=== Instructions ===
• 1. In the passage on Arendt's study of totalitarianism, rewrite everything between "Many readers were" and "global political renaissance.", inclusive, replacing "psychoanalysis" with "gardening".
• 2. According to the passage on Arendt's study of totalitarianism, who had anticipated several of her conclusions, and in what work?

=== Extract provided ===

Socialism and Marxism might once have offered shelter for political optimists, but not anymore: They had by then been absorbed into Stalinist Communism, which, far from being the antithesis of Nazism, turned out to be its horrible twin–an undeclared totalitarianism of the left, exactly mimicking the self-proclaimed totalitarianisms of the right.

Arendt was not the first to describe Marxism as a form of totalitarianism, and several of her conclusions had been anticipated by Karl Popper in The Open Society and Its Enemies in 1945–though she seems never to have acknowledged his work, or he hers. But no one before her had presented a sustained historical argument for regarding German Nazism and Soviet Communism as “essentially identical systems.” As she saw it, the essence of totalitarianism was not dictatorship or one-party rule but a kind of ideological alchemy that transmuted a few fanciful notions of historical fate into ruthless imperatives of government. To Arendt, totalitarian ideology was manifestly ludicrous: If the future is really being shaped by an iron historical destiny, it should not require assistance from an iron political will. But ludicrousness is no obstacle to influence, and totalitarian fantasies had been the inspiration of several megalomaniacal regimes–notably in Nazi Germany and the Soviet Union–that tried to override the inherent unpredictability of human affairs and to treat people as superfluous to grand historical projects. “The totalitarian belief that everything is possible,” Arendt said, “proved only that everything can be destroyed.”

The mood of The Origins of Totalitarianism was sober but never despondent. Totalitarianism as Arendt portrayed it was the upshot of an extraordinary concurrence of historical circumstances rather than an expression of some deep-rooted hideousness in human nature. By an unlucky accident, the collapse of rigid class structures in Europe had coincided with the decay of well-defined nation-states and the dissolution of old-style imperialisms, leaving traditional networks of solidarity in ruins. Totalitarianism had then filled the political vacuum with a new form of nationalism–a “tribal” nationalism that appealed to the self-pity of the mob while offering an attractive platform to intellectuals with delusions of omniscient grandeur. Even the persecution of the Jews was incidental rather than inevitable. Anti-Semitism had a long and repellent history, but before the rise of totalitarianism it had been little more than a hobby for boorish buffoons. When prosperous Jews lost their former function as state financiers, however, they became easy targets for inchoate mob rage, and anti-Semitism was transformed into a concerted policy of mass murder. Totalitarianism, in short, was a kind of accident, and it “became this century’s curse only because it so terrifyingly took care of its problems.” With the defeat of Nazism, however, the problems facing the world had changed; and if there were continuing grounds for fear, there were also fresh reasons for hope.

Many readers were shocked by The Origins of Totalitarianism–not so much by its relentless account of murderous cruelties as by its occasional flashes of good cheer. At a time of deepening disillusionment about the public world, when many of Arendt’s contemporaries were turning toward the pleasures of cookery, religion, scholarship, children, art or psychoanalysis, Arendt insisted that however badly things were going, politics could always save us. She drew inspiration from the Nuremberg trials and their concept of “crimes against humanity,” and from the foundation of the United Nations she looked forward with extraordinary confidence to some sort of global political renaissance.

=== Data shown ===
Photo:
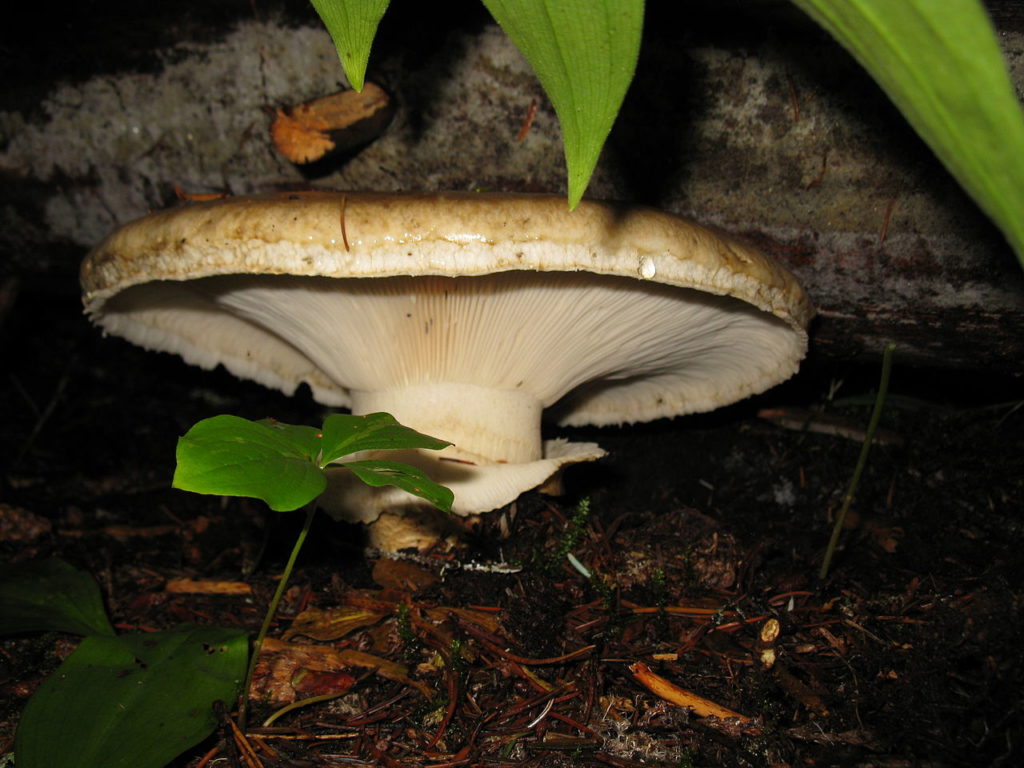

=== Answers below ===
• 1.
Many readers were shocked by The Origins of Totalitarianism–not so much by its relentless account of murderous cruelties as by its occasional flashes of good cheer. At a time of deepening disillusionment about the public world, when many of Arendt’s contemporaries were turning toward the pleasures of cookery, religion, scholarship, children, art or gardening, Arendt insisted that however badly things were going, politics could always save us. She drew inspiration from the Nuremberg trials and their concept of “crimes against humanity,” and from the foundation of the United Nations she looked forward with extraordinary confidence to some sort of global political renaissance.

• 2. Karl Popper, in The Open Society and Its Enemies (1945).